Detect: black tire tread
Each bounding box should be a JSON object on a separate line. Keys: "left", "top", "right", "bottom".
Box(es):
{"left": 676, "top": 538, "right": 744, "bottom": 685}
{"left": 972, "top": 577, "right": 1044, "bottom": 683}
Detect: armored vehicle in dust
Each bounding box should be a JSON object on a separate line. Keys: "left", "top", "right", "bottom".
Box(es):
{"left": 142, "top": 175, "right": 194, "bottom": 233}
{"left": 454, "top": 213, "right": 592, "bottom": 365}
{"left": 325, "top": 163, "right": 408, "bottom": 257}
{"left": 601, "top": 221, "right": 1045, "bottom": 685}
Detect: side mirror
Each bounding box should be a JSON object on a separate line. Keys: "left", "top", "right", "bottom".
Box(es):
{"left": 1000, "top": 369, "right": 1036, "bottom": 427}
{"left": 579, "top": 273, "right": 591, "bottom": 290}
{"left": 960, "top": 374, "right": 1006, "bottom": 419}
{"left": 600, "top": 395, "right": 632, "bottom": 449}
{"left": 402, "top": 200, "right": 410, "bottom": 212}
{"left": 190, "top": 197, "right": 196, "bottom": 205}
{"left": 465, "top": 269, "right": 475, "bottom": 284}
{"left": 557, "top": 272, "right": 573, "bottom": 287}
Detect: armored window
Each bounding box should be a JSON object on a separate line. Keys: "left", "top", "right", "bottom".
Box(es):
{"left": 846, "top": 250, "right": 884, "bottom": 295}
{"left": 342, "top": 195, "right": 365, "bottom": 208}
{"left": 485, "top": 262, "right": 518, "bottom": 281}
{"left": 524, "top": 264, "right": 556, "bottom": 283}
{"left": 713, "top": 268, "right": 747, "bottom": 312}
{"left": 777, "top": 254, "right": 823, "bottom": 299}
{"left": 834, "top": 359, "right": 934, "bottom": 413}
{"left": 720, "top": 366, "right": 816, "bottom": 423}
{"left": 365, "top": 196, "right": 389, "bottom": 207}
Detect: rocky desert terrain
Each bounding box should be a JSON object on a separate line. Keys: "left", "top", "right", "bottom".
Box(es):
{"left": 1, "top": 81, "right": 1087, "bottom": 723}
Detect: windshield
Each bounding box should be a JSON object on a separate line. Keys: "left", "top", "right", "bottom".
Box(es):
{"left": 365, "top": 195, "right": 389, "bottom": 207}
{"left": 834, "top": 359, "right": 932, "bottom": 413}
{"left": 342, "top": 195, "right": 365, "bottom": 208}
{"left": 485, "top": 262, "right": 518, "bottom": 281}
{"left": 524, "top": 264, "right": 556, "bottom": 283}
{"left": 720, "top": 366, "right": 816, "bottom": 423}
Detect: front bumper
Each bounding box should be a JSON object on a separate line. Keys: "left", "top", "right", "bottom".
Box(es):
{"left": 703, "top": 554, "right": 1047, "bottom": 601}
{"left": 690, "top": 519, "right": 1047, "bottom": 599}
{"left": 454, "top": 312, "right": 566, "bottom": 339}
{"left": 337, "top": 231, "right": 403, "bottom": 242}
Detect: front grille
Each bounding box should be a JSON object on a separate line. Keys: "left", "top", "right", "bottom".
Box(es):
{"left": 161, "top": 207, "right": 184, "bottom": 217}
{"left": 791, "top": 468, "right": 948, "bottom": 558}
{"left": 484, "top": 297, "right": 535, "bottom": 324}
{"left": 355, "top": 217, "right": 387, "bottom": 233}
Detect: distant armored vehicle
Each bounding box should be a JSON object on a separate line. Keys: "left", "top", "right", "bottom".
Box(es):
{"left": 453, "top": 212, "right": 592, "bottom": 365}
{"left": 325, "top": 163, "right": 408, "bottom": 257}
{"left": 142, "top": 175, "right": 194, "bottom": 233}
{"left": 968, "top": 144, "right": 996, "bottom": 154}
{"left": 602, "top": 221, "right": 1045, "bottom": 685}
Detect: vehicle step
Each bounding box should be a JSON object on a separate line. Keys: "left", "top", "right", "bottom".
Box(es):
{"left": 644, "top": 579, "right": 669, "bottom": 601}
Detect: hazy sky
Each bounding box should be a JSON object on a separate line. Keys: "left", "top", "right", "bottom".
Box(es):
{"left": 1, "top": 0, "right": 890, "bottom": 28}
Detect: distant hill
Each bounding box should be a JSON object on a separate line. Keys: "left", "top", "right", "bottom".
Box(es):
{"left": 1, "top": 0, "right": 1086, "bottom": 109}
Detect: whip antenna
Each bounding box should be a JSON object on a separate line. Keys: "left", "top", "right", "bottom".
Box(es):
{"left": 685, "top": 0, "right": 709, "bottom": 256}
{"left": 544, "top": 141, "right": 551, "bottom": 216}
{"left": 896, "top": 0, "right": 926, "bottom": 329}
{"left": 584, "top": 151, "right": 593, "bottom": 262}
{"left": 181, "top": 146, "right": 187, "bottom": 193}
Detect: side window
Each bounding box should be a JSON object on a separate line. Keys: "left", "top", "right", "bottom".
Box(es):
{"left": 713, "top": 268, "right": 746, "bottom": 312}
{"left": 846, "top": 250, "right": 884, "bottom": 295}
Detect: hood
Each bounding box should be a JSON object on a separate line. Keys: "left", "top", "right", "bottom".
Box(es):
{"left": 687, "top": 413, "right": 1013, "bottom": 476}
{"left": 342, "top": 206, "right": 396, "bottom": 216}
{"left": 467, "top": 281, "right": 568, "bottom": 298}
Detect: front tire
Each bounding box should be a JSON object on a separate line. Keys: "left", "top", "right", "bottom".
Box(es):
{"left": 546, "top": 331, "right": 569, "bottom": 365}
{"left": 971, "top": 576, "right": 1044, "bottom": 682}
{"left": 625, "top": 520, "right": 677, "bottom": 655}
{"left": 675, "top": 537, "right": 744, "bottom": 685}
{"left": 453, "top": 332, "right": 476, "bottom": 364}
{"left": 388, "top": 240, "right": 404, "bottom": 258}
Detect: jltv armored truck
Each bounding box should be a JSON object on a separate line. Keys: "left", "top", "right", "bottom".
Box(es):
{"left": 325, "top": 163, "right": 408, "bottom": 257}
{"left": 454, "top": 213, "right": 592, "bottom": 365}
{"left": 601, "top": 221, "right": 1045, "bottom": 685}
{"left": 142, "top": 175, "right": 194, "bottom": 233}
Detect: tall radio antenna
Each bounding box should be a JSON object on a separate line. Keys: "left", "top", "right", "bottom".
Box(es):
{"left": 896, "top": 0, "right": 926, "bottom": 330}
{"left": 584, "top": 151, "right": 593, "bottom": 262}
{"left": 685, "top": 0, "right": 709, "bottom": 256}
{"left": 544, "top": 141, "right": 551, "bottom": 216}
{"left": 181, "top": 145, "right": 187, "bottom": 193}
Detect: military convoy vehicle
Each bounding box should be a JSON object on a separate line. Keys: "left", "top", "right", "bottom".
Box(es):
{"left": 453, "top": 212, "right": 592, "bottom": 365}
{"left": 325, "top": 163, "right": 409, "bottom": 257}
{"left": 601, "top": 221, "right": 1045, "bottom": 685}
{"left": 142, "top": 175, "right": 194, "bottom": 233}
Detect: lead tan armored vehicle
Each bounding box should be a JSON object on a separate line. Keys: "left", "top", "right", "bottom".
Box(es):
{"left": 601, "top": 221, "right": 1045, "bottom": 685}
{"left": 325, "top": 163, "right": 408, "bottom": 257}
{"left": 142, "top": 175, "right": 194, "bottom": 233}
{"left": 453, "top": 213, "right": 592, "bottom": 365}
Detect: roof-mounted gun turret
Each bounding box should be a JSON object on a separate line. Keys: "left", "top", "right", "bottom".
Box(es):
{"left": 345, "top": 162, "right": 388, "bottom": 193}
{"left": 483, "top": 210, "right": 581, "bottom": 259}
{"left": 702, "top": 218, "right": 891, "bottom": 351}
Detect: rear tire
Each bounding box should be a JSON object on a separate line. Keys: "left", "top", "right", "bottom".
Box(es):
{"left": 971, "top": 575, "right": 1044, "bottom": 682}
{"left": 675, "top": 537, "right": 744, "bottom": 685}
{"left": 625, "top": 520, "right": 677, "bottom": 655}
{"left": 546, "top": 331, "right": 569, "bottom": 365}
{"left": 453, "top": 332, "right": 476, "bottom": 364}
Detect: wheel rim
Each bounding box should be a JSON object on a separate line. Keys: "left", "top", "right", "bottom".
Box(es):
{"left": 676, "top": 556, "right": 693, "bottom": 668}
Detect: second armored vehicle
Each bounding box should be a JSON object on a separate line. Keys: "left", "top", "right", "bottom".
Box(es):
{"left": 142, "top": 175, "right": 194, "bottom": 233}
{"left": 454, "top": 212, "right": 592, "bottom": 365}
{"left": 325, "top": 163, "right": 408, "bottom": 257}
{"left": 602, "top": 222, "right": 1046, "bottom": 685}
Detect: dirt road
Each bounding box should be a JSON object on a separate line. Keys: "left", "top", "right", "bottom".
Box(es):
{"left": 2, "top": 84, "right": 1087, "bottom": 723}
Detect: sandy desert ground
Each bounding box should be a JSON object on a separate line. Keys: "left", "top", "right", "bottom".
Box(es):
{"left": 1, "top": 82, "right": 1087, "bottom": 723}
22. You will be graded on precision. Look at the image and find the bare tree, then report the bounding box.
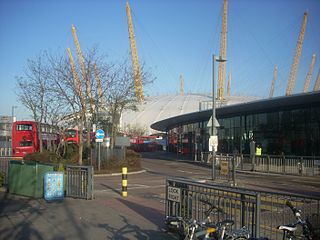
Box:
[16,52,50,153]
[16,48,154,165]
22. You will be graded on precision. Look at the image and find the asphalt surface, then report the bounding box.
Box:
[1,151,319,240]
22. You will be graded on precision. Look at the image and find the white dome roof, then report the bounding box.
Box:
[121,93,260,135]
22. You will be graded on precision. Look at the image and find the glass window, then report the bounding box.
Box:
[20,141,33,147]
[16,124,33,131]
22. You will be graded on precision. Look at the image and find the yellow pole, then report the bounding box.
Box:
[122,167,128,197]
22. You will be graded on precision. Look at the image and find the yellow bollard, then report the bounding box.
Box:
[122,167,128,197]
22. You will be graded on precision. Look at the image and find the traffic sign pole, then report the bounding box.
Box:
[95,129,105,171]
[98,142,101,171]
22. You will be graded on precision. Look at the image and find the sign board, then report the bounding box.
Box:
[209,135,218,152]
[95,138,103,143]
[95,129,105,139]
[44,172,64,201]
[220,161,229,175]
[115,136,130,147]
[207,116,220,127]
[167,186,181,203]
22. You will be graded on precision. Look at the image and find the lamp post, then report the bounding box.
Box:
[211,54,226,180]
[11,106,17,123]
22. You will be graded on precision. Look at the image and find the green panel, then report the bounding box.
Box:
[9,161,54,198]
[35,164,54,198]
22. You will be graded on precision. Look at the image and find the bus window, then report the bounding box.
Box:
[20,141,33,147]
[16,124,33,131]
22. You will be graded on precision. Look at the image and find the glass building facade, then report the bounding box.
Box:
[153,92,320,157]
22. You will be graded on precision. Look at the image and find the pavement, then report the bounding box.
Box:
[0,186,175,240]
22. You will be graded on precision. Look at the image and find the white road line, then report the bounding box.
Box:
[177,170,193,174]
[95,184,166,192]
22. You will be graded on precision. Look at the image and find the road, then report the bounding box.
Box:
[92,152,320,238]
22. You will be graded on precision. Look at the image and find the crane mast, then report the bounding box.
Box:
[67,48,86,111]
[217,0,228,100]
[180,75,184,96]
[285,12,308,96]
[313,68,320,91]
[269,66,278,98]
[227,73,231,97]
[71,25,94,110]
[303,54,316,93]
[126,1,144,102]
[93,63,104,99]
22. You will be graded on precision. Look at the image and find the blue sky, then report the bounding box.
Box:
[0,0,319,120]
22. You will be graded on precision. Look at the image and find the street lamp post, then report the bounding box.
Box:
[11,106,17,123]
[211,54,226,180]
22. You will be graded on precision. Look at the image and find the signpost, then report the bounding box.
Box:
[167,186,181,203]
[95,129,105,142]
[95,129,105,171]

## PROBLEM
Tell how many lines in the data hold the string "antenna". Only the number is wanted.

## FINAL ANSWER
2